Shneebett.


“Shneebett” (translated from German means snow-bed) is the title of an installation by Enrique Martinez Celaya reflecting on the final days of Beethoven. Central to the installation is a full-scale refrigerated bed covered with frost. It was first shown at the Berliner Philharmonie in 2004 and is currently on view at the Miami Art Museum.
This work to me exemplifies the kind of serious artistic engagement that stands in opposition to the irony and safety of humor seen in so much art today (my post on Dubossarsky and Vinogradov points at one such instance) . I will quote from the www.schneebett.com to give some insight into the work:

“Schneebett is framed by nineteenth-century German idealist responses to Kant and animated by the idea of the Gesamtkunstwerk, or “total work of art.” This nineteenth-century idea of an all-encompassing work that could mobilize and unify the arts attracted and haunted German artists and writers like Novalis, Lessing, Goethe, Wagner, Schopenhauer, and Nietzsche. This quest for aesthetic unity also sought to reconnect art to ethics, which had been sundered by Kant. For Martínez Celaya Schneebett is enlisted in the service of life, of human consciousness and its capacity to understand the world, even death. Kurt Schwitters’s epic Hannover Merzbau (1923-1937) and Joseph Beuys’ practice of “social sculpture” of the sixties and seventies are important art historical antecedents that inform Schneebett. Schwitters transforms specific spaces into comprehensive aesthetic environments while Beuys takes artistic practices into the public arena. Although it shares similar interests with Anselm Kiefer’s ambitious installations, such as the poetry of Celan, Heidegger’s writings, and the emotional resonance of Berlin, Schneebett operates on a different emotional register.Unlike Kiefer’s work, which is directed toward excavating and critiquing German national identity, Martínez Celaya’s work in general and Schneebett more specifically, uses the complexities, ambivalences, and tragedies of German culture, including the powerful presence of Jewish thought and feeling, as a means to explore the universal yet diverse experience of exile and loss, memory and longing, and the finality of death.

For Beethoven, for us, the deathbed offers only the occasion for remembering all that the world has had to offer, in art and nature. The birch tree branches also establish a barrier between the viewer and the deathbed. The empty chair is for us, as we can only sit and watch at a distance the death of another and consider our own confrontation with death.

■ **SET PROBLEM 1**
Revise the part of the Schneebett text that opens with the words containing "For Beethoven, for" and closes with "confrontation with death.", putting "pine branches" in place of "birch tree branches".

■ **PROVIDED RECORDS**
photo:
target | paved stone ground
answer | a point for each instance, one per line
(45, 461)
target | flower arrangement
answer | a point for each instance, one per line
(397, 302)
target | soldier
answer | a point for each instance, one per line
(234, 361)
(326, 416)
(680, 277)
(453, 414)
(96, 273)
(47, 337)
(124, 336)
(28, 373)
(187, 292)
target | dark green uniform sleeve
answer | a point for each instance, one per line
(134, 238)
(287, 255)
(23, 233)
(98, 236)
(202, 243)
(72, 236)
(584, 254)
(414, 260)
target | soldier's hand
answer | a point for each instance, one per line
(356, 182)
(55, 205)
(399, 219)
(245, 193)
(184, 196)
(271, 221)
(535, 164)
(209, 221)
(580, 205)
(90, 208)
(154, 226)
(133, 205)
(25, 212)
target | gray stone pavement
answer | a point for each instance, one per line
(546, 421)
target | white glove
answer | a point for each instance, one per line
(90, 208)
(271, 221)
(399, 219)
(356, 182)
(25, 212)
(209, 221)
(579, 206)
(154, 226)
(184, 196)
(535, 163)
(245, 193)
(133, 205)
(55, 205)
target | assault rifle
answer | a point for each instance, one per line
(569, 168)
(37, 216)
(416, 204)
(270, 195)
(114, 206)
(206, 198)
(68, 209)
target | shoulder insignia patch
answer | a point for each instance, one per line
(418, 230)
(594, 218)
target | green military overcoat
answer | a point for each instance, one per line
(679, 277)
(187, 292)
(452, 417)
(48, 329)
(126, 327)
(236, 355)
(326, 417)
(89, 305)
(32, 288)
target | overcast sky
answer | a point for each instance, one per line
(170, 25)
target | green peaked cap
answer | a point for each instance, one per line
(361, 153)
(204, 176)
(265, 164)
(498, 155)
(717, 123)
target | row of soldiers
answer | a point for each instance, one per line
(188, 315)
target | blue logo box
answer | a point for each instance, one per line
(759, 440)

■ **SET PROBLEM 2**
Print the whole listing above again, keeping every line exactly as it stands.

■ **COMPLETE ANSWER 1**
For Beethoven, for us, the deathbed offers only the occasion for remembering all that the world has had to offer, in art and nature. The pine branches also establish a barrier between the viewer and the deathbed. The empty chair is for us, as we can only sit and watch at a distance the death of another and consider our own confrontation with death.

■ **COMPLETE ANSWER 2**
photo:
target | paved stone ground
answer | a point for each instance, one per line
(45, 461)
target | flower arrangement
answer | a point for each instance, one per line
(397, 302)
target | soldier
answer | a point for each instance, one per line
(234, 361)
(326, 416)
(680, 277)
(453, 414)
(96, 273)
(47, 337)
(124, 336)
(28, 373)
(187, 292)
target | dark green uniform sleeve
answer | a point for each instance, one per line
(134, 238)
(287, 255)
(23, 233)
(98, 236)
(202, 243)
(72, 236)
(584, 254)
(414, 260)
target | soldier's hand
answer | a point for each instance, one per line
(356, 182)
(55, 205)
(399, 219)
(245, 193)
(184, 196)
(271, 221)
(535, 164)
(209, 221)
(580, 205)
(90, 208)
(154, 226)
(133, 205)
(25, 212)
target | gray stone pavement
answer | a point for each instance, one per line
(546, 421)
target | white glove
answer | a point for each instance, one per line
(90, 208)
(271, 221)
(399, 219)
(356, 182)
(25, 212)
(209, 221)
(579, 206)
(154, 226)
(184, 196)
(535, 163)
(245, 193)
(133, 205)
(55, 205)
target | assault rifle
answer | a point for each instance, one per line
(569, 168)
(37, 216)
(416, 204)
(270, 195)
(114, 206)
(206, 198)
(68, 209)
target | shoulder insignia patch
answer | a point for each instance, one per line
(418, 230)
(594, 218)
target | green military overcoat
answer | a point for each instance, one per line
(679, 277)
(187, 292)
(452, 417)
(48, 329)
(126, 327)
(236, 355)
(326, 417)
(89, 305)
(32, 288)
target | overcast sky
answer | a point for each instance, one per line
(170, 25)
target | green peaked cap
answer | a point for each instance, one per line
(361, 153)
(204, 176)
(265, 164)
(498, 155)
(717, 123)
target | row of soldiers
answer | a point for each instance, one per line
(188, 315)
target | blue logo box
answer | a point for each instance, one per line
(759, 440)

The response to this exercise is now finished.